- **BRANO DA LEGGERE**
La Bux-poesia di plastica

La Bux-poesia di plastica

Di Lucio Pistis & Sandro Asebès©

Una cioccolata calda, credit Mary Blindflowers©

 

Una cioccolata calda, dei libri sul tavolo, ne scegliamo uno e iniziamo a leggere di fronte allo sguardo contrariato delle nostre mogli che abbiamo pregato di non disturbare, perché la declamazione dei versi è momento sublime nella vita di ogni uomo e donna che si rispetti.

Lucio declama ridendo sotto i baffi. Le nostre donne si limitano a mettersi le mani nei capelli e scuotere eloquentemente la testa.

Squillo di trombe, ecco a voi un poeta che a quanto sembra scrive parecchie poesie, purtroppo. Leggiamo:

Presso un lido qualunque

lì sulla spiaggia distrutta

Marina di Lesina pareva

una nube. I tuoi occhi

erano la spiaggia.

- **DATI REGISTRATI**
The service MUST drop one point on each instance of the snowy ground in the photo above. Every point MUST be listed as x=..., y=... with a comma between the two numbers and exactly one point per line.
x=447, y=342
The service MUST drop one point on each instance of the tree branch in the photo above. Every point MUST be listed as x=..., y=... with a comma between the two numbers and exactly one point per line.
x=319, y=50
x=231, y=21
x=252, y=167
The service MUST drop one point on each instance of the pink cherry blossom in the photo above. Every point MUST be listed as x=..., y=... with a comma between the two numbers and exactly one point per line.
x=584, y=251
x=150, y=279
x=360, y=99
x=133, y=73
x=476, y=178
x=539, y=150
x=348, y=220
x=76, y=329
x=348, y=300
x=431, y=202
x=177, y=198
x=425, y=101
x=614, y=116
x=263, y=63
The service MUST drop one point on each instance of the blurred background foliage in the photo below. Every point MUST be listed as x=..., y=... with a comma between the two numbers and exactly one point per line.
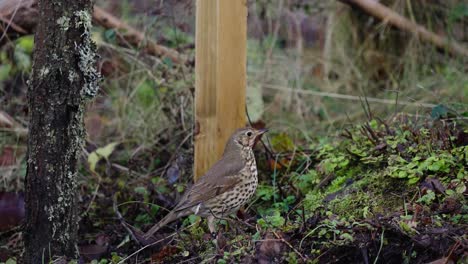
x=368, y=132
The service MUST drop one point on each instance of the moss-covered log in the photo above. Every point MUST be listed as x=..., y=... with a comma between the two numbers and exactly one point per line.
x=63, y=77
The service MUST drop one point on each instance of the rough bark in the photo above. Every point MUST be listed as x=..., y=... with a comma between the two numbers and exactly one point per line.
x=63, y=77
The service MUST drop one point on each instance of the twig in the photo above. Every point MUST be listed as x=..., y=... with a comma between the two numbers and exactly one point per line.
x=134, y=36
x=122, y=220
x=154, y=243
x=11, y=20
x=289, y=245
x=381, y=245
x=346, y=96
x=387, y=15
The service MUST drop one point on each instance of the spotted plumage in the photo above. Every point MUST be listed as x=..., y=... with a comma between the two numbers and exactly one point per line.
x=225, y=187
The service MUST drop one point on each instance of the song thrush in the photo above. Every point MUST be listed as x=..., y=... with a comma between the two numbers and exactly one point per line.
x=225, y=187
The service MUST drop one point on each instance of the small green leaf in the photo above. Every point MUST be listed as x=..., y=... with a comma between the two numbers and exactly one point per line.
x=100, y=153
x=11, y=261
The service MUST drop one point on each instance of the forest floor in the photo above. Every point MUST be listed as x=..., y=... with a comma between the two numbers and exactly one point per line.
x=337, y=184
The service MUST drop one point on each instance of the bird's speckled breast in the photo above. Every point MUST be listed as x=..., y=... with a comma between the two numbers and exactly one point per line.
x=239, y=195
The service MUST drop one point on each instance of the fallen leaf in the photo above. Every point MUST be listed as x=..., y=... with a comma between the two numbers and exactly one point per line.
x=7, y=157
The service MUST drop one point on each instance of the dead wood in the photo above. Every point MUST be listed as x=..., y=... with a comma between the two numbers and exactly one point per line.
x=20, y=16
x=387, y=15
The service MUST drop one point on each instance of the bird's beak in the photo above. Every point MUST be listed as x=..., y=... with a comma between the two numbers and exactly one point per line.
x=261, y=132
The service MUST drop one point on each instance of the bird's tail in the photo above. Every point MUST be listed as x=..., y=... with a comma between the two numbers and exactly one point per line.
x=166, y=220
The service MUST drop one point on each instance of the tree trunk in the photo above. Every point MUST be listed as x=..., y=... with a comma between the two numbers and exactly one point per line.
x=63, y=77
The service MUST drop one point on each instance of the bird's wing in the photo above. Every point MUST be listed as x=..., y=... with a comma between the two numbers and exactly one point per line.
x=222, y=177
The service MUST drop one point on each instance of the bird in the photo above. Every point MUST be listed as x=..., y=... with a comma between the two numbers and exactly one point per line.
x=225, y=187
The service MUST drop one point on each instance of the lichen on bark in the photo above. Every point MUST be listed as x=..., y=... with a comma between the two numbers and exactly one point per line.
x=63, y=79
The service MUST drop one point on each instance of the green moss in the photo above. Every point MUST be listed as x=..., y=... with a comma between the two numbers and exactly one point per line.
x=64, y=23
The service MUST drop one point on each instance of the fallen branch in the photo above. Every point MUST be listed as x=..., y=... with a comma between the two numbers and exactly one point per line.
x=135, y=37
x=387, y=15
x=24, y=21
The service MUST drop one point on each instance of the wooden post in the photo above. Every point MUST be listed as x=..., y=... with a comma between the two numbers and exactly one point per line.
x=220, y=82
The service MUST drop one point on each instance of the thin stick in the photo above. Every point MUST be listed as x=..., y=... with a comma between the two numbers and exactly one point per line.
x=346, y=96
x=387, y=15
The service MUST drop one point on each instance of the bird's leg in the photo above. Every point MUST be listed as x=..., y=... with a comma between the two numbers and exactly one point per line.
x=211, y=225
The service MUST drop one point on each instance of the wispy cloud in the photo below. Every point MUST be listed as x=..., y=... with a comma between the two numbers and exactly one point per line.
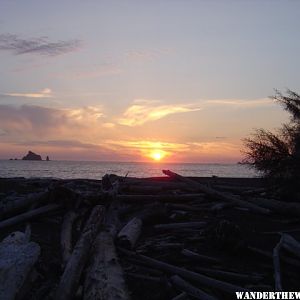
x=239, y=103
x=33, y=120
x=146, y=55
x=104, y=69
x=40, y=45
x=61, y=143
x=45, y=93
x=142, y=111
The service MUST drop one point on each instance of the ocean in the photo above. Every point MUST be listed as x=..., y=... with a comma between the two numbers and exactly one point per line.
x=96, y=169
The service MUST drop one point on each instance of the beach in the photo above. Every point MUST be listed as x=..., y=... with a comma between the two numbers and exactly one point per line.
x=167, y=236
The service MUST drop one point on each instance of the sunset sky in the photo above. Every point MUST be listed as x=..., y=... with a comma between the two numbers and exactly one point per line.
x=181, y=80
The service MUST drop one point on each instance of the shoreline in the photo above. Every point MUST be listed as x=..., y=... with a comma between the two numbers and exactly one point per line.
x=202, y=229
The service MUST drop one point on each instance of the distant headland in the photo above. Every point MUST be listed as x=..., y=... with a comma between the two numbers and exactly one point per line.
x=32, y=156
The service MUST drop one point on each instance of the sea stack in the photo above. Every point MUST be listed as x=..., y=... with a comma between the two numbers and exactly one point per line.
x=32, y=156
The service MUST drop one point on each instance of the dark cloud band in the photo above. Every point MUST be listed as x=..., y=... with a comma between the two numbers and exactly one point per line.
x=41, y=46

---

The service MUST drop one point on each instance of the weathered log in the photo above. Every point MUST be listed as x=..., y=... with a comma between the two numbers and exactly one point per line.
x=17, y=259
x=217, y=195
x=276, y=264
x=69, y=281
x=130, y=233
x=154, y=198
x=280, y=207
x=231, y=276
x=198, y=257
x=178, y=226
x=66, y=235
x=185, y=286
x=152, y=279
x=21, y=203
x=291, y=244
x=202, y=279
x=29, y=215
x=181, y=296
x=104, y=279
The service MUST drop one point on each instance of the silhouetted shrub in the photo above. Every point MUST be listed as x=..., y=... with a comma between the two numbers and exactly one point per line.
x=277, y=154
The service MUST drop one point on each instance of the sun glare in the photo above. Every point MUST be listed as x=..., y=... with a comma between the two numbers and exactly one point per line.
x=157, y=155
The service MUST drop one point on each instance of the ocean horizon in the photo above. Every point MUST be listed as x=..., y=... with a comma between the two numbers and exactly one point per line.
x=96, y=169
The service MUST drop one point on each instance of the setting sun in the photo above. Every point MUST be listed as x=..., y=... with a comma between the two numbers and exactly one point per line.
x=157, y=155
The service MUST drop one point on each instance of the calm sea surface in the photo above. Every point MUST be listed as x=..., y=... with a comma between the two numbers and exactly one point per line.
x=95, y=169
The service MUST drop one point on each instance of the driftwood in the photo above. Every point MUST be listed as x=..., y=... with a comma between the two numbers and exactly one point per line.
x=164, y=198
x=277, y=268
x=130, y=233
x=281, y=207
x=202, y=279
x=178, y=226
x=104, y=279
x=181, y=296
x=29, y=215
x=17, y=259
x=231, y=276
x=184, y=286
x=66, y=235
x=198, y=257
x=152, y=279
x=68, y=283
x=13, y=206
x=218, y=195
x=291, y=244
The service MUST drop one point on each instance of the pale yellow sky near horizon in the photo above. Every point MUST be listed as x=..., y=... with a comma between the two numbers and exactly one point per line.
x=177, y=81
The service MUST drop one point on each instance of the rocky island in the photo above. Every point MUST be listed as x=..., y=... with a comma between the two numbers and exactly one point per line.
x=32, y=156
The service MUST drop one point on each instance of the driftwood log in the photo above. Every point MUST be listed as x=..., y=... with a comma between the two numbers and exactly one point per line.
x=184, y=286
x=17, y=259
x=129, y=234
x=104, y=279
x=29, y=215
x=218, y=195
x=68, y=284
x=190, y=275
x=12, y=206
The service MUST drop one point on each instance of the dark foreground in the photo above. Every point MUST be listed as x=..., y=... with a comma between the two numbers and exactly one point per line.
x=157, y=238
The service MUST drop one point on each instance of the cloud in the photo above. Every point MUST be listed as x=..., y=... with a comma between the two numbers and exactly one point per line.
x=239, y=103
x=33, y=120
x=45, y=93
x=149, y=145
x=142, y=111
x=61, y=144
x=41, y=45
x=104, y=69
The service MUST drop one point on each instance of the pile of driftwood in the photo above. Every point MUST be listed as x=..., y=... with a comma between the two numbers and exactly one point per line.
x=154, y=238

- **AZIONI RICHIESTE**
(A) Nel brano sulla poesia di plastica, che cosa fanno le mogli mentre Lucio declama?
(B) Per favore, scrivi il seguito del brano sulla poesia di plastica a partire dal punto in cui si ferma.
Le righe non hanno alcun ruolo in questo lavoro.

- **RISPOSTE SCRITTE**
(A) Si mettono le mani nei capelli e scuotono eloquentemente la testa.

(B)
Nella spiaggia vi erano

persone distanti e bambini

giocavano sul molo aspettando

il ritorno in superficie

della biscia. La biscia erano

i tuoi capelli. Così i tuoi capelli

nel lago di Lesina, sulla spiaggia

arsa di bimbi e di magie nei voli

di aironi stanchi. E le mie gambe

sottili anguille, e le braccia ranocchie.

Eravamo piccini, diventati granelli.

Poi ti ho vista rinascere battigia

adulta nel boschetto anni dopo

quercia a metà d’un polmone di vento.

Eri diventata dell’aria, di tutto il silenzio.

E io tornato a quel lido, spiaggia qualunque.

(Di Antonio Bux)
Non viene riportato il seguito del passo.